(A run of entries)
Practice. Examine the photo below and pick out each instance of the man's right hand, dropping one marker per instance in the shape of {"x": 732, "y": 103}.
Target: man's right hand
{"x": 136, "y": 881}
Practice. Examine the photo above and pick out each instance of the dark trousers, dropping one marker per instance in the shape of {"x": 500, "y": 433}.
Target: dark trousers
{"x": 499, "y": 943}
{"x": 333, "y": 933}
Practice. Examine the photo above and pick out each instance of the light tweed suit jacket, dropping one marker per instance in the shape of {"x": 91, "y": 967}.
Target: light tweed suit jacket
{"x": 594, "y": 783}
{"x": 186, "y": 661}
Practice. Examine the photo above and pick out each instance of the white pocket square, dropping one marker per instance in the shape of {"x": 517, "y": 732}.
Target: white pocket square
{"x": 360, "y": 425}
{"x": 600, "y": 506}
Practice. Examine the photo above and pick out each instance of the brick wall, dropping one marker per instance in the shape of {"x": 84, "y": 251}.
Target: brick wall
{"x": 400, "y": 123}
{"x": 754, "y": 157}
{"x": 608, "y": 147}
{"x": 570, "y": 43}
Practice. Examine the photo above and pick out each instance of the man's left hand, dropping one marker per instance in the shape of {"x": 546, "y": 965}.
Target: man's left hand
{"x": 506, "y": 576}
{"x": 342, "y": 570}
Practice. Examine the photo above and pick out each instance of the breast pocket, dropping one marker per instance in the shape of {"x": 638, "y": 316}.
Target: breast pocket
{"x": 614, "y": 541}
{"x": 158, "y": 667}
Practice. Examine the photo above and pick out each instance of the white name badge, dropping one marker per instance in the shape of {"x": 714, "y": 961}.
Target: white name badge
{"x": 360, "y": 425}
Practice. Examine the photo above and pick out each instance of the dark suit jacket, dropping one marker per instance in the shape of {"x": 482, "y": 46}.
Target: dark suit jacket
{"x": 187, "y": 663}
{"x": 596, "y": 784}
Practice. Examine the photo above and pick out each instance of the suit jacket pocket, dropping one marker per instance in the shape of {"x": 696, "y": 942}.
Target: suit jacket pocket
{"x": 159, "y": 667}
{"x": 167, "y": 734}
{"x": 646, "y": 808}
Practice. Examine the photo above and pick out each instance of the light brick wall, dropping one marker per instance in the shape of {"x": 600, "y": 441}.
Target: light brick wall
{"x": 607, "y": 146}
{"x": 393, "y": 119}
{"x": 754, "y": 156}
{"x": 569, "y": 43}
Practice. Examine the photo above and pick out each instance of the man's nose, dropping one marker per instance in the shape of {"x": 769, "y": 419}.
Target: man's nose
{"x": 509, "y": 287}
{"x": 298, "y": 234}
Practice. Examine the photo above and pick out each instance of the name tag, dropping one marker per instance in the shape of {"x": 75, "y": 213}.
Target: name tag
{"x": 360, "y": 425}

WRITTEN REQUEST
Convert the entries above into a two-column CSV with the headers text and answer, one row per entry. Put each entry's text and its answer into a single quoted field apiece, replacing line breaks with spaces.

WRITTEN SOLUTION
text,answer
"Practice. Examine the photo below and pick out each instance of the man's right hand, dropping one marker per instance in the shape of {""x"": 732, ""y"": 103}. Target: man's right hand","{""x"": 136, ""y"": 881}"
"Practice. Examine the photo above and pick out each instance of the dark trousers, dropping one marker per instance in the shape of {""x"": 500, ""y"": 433}. Target: dark trousers","{""x"": 499, ""y"": 943} {""x"": 333, ""y"": 933}"
"Practice. Examine the photo above and pick out each instance of the light tweed suit jacket, dropping one marker per instance in the shape of {""x"": 91, ""y"": 967}. Target: light tweed suit jacket","{""x"": 594, ""y"": 783} {""x"": 186, ""y"": 661}"
"Practice. Examine the photo above and pick out each instance of the white pocket square, dropping one marker per instance in the shape of {""x"": 517, ""y"": 732}. Target: white pocket square","{""x"": 360, ""y"": 425} {""x"": 600, ""y"": 506}"
"Practice. Examine the photo above and pick out each instance of the brick wall, dropping one marker per instance in the shape of {""x"": 84, ""y"": 251}. Target: brick wall","{""x"": 400, ""y"": 123} {""x"": 754, ""y"": 157} {""x"": 608, ""y"": 147} {""x"": 570, ""y"": 43}"
"Practice. Examine the photo above and pick out each instance of the man's left hand, dropping one marker per instance in the shape of {""x"": 546, ""y"": 965}. Target: man's left hand","{""x"": 506, ""y"": 576} {""x"": 342, ""y"": 570}"
"Practice. Examine the photo above and pick out each instance of the breast pocket, dropping one marker per instance in the shape of {""x"": 638, ""y"": 316}. Target: breast pocket","{""x"": 614, ""y"": 541} {""x"": 158, ""y"": 667}"
"Practice. Examine the photo above and pick out each instance of the white name badge, dropping one marker per instance in the shape of {""x"": 714, ""y"": 961}. Target: white name badge","{""x"": 360, ""y"": 425}"
"Practice. Examine the photo above and pick out each instance of the dark suit jacket, dropping one marker per instance in the shape of {""x"": 482, ""y"": 46}. Target: dark suit jacket","{""x"": 187, ""y"": 663} {""x"": 596, ""y"": 784}"
"Practice. Examine the photo above and pick out each instance of the suit jacket pocket, dropping one marker per instance in the shape of {""x"": 696, ""y"": 942}. Target: suit jacket pocket","{""x"": 159, ""y"": 667} {""x"": 167, ""y"": 734} {""x"": 646, ""y"": 808}"
"Practice. Examine the photo above and pick out each instance of the light brick wall, dropping one marker per instance in the shape of {""x"": 600, ""y"": 441}. Target: light brick wall","{""x"": 607, ""y"": 146} {""x"": 393, ""y"": 119} {""x"": 754, ""y"": 156} {""x"": 569, ""y"": 43}"
"Practice. Examine the photo above and pick out each instance of the man's nose, dropping one marker per instance in the shape of {""x"": 769, ""y"": 419}. Target: man's nose","{""x"": 509, ""y"": 287} {""x"": 298, ""y"": 234}"
"Practice. Examine the photo above and pick out each instance of the name tag, dropping one marker per instance in the shape of {""x"": 75, ""y"": 213}. Target: name tag","{""x"": 360, ""y"": 425}"